- **To-do list**:
1. According to the review below, how many poems does the chapbook Inverse contain?
2. Using the review below, mark each statement as yes or no and quote the deciding words: (a) Inverse was published by nine muses books. (b) The review first appeared in First Intensity's Spring 2007 issue. (c) Larkin's description of her process for Inverse comes from her blog.

- **Supplied text**:

^^^^^^^^^^^^^^^^

Tuesday, November 27, 2007



[First appeared in
First Intensity, Fall 2007, Edited by Lee Chapman]

Inverse by Maryrose Larkin
(nine muses books, Winston OR, 2006)


The Book of Ocean by Maryrose Larkin
(i.e. Press, Los Angeles, 2007)

Inverse is a small chapbook, 26 poems. Here is Larkin’s description (from her blog, October 12, 2006) of her process writing Inverse: “ I've always been interested in how words contain their opposites. Inverse attempts to discuss this by creating new definitions of words through the process of encompassing the words with their antonyms. This was achieved through heavy use of Microsoft Word, Excel, Babblefish, Dictionary.com and various sorting functions.”

Reading that one might expect A to Z, maybe a trace of automata, a taste of artificiality, a little tell-tale clumsiness.

Not so. There is the process but also there is the human reworking. The process increases possibilities. Which are digested, transformed, opened.

Here is the first piece:
               Roots open            rise and run
               his face compare to            string notation

required and where

but this cannot                and without it
               box step            the sun and            box step            the moon

(The convention of quoting in italics doesn’t work here: typography is subtle and necessary.)

^^^^^^^^^^^^^^^^

- **Stored rows**:

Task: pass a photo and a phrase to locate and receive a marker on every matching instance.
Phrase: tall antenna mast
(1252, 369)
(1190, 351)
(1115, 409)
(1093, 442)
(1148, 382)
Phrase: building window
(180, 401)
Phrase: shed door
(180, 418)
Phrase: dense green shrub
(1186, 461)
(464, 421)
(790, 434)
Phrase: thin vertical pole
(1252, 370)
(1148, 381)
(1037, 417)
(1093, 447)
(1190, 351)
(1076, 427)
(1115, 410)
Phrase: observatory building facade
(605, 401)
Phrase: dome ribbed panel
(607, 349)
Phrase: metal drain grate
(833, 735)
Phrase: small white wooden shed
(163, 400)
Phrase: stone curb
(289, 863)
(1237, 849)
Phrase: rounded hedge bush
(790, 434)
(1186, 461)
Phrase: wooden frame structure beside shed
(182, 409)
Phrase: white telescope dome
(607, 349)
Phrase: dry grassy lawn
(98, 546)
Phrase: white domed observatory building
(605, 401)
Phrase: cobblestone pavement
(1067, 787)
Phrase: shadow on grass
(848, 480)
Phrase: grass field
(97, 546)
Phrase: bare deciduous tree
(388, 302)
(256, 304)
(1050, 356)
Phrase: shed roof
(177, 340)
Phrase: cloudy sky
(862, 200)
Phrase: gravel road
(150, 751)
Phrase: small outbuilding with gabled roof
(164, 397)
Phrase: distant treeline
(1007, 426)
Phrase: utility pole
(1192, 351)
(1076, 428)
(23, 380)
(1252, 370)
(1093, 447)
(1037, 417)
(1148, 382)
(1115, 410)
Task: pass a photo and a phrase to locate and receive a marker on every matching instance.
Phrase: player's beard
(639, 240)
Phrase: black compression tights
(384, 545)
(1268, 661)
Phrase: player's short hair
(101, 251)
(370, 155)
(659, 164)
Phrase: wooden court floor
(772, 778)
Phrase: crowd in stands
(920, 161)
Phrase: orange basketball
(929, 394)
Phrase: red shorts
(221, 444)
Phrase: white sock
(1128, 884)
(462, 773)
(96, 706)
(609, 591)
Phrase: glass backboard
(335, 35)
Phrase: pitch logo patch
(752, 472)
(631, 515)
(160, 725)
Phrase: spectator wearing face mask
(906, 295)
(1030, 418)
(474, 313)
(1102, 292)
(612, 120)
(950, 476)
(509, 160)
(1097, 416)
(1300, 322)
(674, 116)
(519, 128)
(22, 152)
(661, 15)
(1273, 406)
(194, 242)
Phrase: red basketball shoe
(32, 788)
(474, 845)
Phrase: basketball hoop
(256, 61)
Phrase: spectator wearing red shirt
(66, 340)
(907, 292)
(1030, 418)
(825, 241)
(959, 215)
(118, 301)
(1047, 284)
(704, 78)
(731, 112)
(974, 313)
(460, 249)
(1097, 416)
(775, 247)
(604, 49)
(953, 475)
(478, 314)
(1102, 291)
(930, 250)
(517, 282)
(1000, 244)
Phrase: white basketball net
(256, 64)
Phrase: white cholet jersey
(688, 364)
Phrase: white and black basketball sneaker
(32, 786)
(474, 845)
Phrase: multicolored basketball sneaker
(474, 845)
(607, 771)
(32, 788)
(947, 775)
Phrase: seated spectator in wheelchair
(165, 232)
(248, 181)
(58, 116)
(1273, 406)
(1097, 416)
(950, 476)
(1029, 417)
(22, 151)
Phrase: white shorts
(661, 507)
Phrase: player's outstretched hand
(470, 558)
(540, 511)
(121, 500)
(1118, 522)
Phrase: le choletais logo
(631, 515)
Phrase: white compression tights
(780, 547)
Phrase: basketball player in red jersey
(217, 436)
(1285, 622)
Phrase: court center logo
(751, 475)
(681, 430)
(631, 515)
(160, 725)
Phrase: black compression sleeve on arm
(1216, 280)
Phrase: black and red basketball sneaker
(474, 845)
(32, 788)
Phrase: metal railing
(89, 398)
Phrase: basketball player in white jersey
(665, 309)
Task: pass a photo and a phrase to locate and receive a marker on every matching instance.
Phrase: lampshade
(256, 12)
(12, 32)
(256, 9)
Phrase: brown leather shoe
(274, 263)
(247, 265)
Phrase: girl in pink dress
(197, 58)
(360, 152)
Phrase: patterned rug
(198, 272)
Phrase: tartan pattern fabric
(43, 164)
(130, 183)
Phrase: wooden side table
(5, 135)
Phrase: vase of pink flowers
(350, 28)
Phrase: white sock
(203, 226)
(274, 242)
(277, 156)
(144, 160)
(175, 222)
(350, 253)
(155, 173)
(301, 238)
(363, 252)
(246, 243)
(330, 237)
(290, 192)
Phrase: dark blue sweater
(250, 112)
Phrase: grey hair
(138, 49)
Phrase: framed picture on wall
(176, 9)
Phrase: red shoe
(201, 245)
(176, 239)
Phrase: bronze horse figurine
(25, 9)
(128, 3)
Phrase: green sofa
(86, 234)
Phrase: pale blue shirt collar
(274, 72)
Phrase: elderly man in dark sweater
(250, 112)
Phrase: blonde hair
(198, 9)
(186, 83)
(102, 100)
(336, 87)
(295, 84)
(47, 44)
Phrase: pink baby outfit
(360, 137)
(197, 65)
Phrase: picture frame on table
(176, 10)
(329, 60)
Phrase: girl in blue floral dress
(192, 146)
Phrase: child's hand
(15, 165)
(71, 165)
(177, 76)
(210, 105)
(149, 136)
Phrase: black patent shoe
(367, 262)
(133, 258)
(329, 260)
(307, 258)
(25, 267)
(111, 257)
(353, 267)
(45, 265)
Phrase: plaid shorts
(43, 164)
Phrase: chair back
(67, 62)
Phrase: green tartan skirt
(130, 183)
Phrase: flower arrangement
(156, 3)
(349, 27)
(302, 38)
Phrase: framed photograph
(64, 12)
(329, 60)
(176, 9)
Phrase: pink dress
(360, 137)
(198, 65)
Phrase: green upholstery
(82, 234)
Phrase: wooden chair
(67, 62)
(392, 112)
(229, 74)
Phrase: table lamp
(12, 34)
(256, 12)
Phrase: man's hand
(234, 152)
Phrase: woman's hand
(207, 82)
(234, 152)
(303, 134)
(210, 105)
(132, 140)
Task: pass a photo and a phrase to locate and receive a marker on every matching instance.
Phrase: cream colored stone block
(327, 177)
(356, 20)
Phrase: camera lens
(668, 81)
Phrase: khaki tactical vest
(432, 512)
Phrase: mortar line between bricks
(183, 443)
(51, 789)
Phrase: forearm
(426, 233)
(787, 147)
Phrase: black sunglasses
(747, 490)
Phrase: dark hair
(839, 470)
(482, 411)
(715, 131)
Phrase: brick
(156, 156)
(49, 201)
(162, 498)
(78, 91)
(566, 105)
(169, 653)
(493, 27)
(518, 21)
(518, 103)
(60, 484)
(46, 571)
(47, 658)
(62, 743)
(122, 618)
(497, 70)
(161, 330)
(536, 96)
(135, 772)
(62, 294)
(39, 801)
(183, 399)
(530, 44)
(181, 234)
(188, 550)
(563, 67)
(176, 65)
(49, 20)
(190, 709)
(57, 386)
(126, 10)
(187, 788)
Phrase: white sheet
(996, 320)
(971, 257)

^^^^^^^^^^^^^^^^

- **Task responses**:
1. 26 poems.

2.
(a) Yes: "(nine muses books, Winston OR, 2006)"
(b) No: "First Intensity, Fall 2007"
(c) Yes: "from her blog, October 12, 2006"